WHAT YOU SHOULD DO:
The reply to the records below should contain exactly the lines from the line with "target = blue butterfly light decoration" through the line with "target = balcony railing", and nothing besides.

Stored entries
◆ ◆ ◆ ◆ ◆
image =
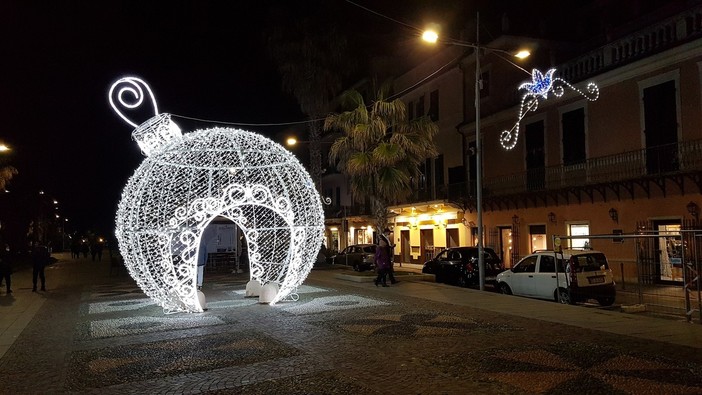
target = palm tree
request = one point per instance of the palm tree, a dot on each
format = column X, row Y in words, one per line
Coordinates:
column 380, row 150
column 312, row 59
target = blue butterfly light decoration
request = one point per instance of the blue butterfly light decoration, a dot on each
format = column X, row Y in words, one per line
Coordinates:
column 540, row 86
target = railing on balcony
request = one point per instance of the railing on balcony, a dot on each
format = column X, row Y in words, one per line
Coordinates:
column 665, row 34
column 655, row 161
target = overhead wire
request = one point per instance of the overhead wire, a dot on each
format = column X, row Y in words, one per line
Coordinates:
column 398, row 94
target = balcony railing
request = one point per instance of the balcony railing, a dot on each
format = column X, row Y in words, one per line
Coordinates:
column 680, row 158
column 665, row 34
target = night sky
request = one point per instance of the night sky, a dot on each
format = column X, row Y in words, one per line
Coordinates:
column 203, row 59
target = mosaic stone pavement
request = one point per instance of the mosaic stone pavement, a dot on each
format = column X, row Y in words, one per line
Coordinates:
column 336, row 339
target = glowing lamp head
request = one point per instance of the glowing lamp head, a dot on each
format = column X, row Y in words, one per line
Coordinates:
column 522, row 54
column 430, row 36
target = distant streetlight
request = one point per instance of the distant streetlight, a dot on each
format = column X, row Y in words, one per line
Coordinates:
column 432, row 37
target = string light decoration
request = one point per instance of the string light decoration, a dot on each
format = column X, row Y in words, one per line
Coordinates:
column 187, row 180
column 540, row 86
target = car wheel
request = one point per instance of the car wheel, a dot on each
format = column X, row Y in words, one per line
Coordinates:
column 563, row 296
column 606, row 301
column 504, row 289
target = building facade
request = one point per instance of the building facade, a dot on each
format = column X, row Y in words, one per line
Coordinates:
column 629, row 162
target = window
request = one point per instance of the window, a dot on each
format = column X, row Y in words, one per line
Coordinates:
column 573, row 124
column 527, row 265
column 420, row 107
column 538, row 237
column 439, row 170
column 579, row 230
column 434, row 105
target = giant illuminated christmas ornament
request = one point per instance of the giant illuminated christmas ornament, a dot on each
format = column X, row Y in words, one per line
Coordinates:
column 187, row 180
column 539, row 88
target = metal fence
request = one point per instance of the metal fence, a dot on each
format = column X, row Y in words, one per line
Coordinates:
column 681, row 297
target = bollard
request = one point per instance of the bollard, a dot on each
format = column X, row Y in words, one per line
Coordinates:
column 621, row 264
◆ ◆ ◆ ◆ ◆
ANSWER TO THE EXERCISE:
target = blue butterfly light decoration
request = one point per instance of the blue butterfly light decoration, a dot on each
format = column X, row Y in words, one per line
Coordinates:
column 540, row 86
target = railing on balcony
request = one point per instance of the railing on balcony, a dot on each
format = column X, row Y in words, one per line
Coordinates:
column 665, row 34
column 655, row 161
target = overhead wire
request = one point per instance of the overhead wire, a dot on each
format = column X, row Y in words, one per line
Coordinates:
column 398, row 94
target = balcony railing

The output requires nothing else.